* **TEXT EXCERPT**

# Peli case 1500 modification for flashlight collection?



## illuminate (Sep 27, 2012)

Hi there,

I have a empty Peli 1500 and plan to place all my flashlights in it.

The 1500 has a single center foam which is not very helpful for a flashlight collection.
I want to cut the foam to get two pieces.

My plan is, that I place a slim neoprene mat on the bottom and between the both center parts.
Then I can use the section for other items.

Does anyone have suggestions?

Thanks


----------



## illuminate (Oct 4, 2012)

no one has any idea? I mean, many collectors here use pelis and this problem must be present.


----------



## Echo63 (Oct 5, 2012)

You could possibly use a bit of thin plywood (with a bit of neoprene both sides) as a shelf, with the foam cut out to hold the lights in the appropriate shape stuck to the ply.

So from the bottom of the case working up you have neoprene on the bottom.
then foam an appropriate thickness to hold lights
Then a neoprene/ply/neoprene sandwich with another layer of foam (an appropriate thickness to hold lights) then the lid foam.

Im sure you could make some handles up from paracord to lift the top tray in and out.

* **WHAT IS NEEDED**
Write the next part of the forum thread about cutting foam in a Peli 1500 case for a flashlight collection, following on from the last post.

* **DATASET**
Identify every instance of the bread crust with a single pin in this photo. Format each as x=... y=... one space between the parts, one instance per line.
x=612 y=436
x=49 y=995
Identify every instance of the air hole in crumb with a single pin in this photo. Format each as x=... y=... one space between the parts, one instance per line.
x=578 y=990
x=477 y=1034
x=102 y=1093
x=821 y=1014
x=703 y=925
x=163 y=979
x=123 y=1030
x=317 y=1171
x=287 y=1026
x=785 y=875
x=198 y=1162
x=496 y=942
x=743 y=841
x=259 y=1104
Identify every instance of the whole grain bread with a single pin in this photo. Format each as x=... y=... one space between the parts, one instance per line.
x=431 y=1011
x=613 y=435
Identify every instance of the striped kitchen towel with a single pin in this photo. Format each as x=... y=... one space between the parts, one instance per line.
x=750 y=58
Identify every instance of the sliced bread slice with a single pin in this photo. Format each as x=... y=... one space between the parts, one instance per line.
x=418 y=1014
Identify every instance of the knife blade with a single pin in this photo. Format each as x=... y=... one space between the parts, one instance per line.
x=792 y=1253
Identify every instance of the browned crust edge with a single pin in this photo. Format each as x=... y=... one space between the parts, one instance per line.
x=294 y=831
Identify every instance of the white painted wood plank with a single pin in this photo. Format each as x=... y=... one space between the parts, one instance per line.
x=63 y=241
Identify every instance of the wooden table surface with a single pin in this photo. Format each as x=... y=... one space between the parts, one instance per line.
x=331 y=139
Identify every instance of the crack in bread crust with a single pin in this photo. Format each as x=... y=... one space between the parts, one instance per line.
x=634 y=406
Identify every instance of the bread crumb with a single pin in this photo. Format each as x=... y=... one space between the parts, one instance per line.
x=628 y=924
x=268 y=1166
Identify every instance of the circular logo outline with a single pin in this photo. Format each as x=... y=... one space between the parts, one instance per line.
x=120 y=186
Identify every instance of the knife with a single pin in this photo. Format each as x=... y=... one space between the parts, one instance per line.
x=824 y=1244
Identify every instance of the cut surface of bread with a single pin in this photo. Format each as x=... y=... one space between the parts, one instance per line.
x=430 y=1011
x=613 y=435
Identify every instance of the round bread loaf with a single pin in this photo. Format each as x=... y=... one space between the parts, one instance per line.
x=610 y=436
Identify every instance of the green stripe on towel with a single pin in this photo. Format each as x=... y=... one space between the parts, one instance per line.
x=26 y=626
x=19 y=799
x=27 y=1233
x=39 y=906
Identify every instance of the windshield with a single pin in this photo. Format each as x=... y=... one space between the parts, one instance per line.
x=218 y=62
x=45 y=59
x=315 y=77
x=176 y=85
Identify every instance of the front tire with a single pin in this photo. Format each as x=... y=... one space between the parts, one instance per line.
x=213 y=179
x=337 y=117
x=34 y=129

* **ANSWER TO THIS PROBLEM**
(tools required would be a drill, saw, sharp knife, glue) and would be a pretty easy project


----------



## illuminate (Oct 5, 2012)

I had this idea before and got already an offer for a very thin and sturdy plastic shelf with professional cut. And, to adjust the extra height from the shelf, I put thin neopren on the bottom (because of the thick foam from the peli case.

I have to options:
1. I pick each foam out to fit the lights and cut them to the right length. But in this case, I can not use the lower section.
2. I follow my plans to cut it in half ... but the question again .. how?

I heard about freezing is. But than I have to make a propper cut. And that is not an easy task ...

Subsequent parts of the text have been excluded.